──────── MATERIAL PROVIDED

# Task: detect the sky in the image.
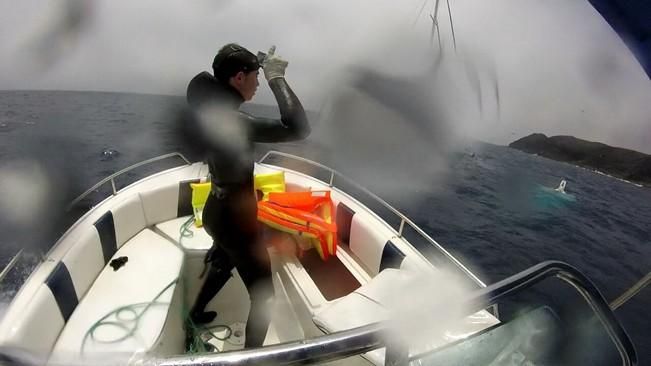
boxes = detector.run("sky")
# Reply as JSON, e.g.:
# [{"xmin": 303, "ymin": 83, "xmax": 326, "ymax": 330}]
[{"xmin": 0, "ymin": 0, "xmax": 651, "ymax": 153}]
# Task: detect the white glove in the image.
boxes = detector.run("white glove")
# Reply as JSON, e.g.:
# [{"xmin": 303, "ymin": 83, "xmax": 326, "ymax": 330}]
[{"xmin": 262, "ymin": 46, "xmax": 288, "ymax": 81}]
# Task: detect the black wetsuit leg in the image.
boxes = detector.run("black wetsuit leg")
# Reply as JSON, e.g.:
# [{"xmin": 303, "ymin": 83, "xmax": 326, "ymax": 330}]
[
  {"xmin": 190, "ymin": 242, "xmax": 234, "ymax": 319},
  {"xmin": 196, "ymin": 187, "xmax": 273, "ymax": 347}
]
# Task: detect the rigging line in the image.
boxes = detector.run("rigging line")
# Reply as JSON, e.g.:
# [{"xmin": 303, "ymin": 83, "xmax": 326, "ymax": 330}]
[
  {"xmin": 412, "ymin": 0, "xmax": 430, "ymax": 25},
  {"xmin": 447, "ymin": 0, "xmax": 457, "ymax": 51}
]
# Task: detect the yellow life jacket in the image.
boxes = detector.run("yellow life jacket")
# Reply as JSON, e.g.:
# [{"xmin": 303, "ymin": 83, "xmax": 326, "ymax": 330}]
[
  {"xmin": 190, "ymin": 182, "xmax": 211, "ymax": 227},
  {"xmin": 253, "ymin": 171, "xmax": 285, "ymax": 201}
]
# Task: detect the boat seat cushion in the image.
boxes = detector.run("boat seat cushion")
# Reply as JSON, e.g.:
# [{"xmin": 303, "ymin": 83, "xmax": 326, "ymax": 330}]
[
  {"xmin": 348, "ymin": 212, "xmax": 405, "ymax": 277},
  {"xmin": 312, "ymin": 268, "xmax": 498, "ymax": 365},
  {"xmin": 2, "ymin": 283, "xmax": 65, "ymax": 362},
  {"xmin": 63, "ymin": 226, "xmax": 105, "ymax": 299},
  {"xmin": 50, "ymin": 229, "xmax": 183, "ymax": 362}
]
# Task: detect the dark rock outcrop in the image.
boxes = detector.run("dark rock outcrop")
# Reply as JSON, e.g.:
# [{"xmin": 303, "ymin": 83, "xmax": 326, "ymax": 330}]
[{"xmin": 509, "ymin": 133, "xmax": 651, "ymax": 185}]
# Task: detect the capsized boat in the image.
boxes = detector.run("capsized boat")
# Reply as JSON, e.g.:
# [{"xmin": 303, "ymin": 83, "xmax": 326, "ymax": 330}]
[{"xmin": 0, "ymin": 151, "xmax": 637, "ymax": 365}]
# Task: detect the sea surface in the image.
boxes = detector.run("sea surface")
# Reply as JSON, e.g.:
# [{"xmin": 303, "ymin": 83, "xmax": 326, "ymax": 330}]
[{"xmin": 0, "ymin": 91, "xmax": 651, "ymax": 365}]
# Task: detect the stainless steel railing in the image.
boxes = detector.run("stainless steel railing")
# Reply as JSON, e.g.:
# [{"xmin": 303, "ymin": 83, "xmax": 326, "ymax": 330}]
[
  {"xmin": 66, "ymin": 152, "xmax": 192, "ymax": 210},
  {"xmin": 144, "ymin": 261, "xmax": 638, "ymax": 366}
]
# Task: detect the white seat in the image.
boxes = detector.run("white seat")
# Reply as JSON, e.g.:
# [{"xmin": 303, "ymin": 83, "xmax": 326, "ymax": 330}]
[
  {"xmin": 312, "ymin": 268, "xmax": 498, "ymax": 366},
  {"xmin": 50, "ymin": 229, "xmax": 183, "ymax": 362}
]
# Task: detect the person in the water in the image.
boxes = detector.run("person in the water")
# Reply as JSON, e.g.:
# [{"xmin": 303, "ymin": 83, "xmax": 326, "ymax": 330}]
[
  {"xmin": 187, "ymin": 43, "xmax": 310, "ymax": 347},
  {"xmin": 555, "ymin": 178, "xmax": 567, "ymax": 193}
]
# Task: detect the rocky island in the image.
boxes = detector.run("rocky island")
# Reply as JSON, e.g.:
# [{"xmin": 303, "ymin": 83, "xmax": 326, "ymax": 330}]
[{"xmin": 509, "ymin": 133, "xmax": 651, "ymax": 185}]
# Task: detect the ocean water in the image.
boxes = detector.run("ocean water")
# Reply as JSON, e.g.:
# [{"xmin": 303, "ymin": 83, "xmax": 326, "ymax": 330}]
[{"xmin": 0, "ymin": 91, "xmax": 651, "ymax": 364}]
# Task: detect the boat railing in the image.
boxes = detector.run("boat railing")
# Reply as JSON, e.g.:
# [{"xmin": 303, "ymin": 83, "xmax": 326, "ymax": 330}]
[
  {"xmin": 66, "ymin": 152, "xmax": 192, "ymax": 210},
  {"xmin": 258, "ymin": 150, "xmax": 488, "ymax": 288},
  {"xmin": 152, "ymin": 261, "xmax": 638, "ymax": 366}
]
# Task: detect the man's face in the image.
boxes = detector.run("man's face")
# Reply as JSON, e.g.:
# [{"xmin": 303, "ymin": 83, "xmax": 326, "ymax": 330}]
[{"xmin": 232, "ymin": 70, "xmax": 260, "ymax": 101}]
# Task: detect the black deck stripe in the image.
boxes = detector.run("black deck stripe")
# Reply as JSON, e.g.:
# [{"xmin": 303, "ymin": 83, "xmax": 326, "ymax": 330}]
[
  {"xmin": 94, "ymin": 211, "xmax": 118, "ymax": 264},
  {"xmin": 176, "ymin": 179, "xmax": 201, "ymax": 217},
  {"xmin": 336, "ymin": 202, "xmax": 355, "ymax": 245},
  {"xmin": 45, "ymin": 262, "xmax": 79, "ymax": 322},
  {"xmin": 380, "ymin": 240, "xmax": 405, "ymax": 272}
]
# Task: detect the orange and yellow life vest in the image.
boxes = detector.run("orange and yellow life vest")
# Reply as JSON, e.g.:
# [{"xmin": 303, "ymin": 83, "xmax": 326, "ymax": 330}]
[{"xmin": 258, "ymin": 191, "xmax": 337, "ymax": 260}]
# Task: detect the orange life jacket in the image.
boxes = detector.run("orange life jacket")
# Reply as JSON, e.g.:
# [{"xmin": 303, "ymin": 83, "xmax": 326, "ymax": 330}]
[{"xmin": 258, "ymin": 191, "xmax": 337, "ymax": 260}]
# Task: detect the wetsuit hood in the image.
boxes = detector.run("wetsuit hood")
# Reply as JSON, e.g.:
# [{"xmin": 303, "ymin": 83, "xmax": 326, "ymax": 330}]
[{"xmin": 187, "ymin": 71, "xmax": 244, "ymax": 109}]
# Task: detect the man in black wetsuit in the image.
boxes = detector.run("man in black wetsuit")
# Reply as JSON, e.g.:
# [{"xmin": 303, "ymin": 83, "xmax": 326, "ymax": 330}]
[{"xmin": 187, "ymin": 44, "xmax": 310, "ymax": 347}]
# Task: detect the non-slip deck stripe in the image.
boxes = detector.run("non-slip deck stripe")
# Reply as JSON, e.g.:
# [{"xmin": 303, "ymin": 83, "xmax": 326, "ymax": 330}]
[
  {"xmin": 94, "ymin": 211, "xmax": 118, "ymax": 264},
  {"xmin": 45, "ymin": 262, "xmax": 79, "ymax": 322},
  {"xmin": 380, "ymin": 240, "xmax": 405, "ymax": 272}
]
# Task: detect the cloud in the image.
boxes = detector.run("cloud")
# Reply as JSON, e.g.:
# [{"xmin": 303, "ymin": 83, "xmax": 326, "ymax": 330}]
[{"xmin": 0, "ymin": 0, "xmax": 651, "ymax": 152}]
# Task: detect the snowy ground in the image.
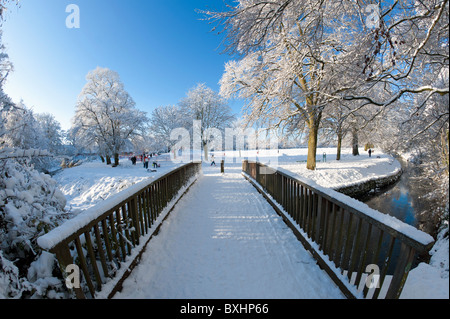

────────────────

Find every line in the rows above that contains the string "capsized" and copy each one out. Case counts.

# Task: detect the capsized boat in the image.
boxes = detector.run("capsized boat")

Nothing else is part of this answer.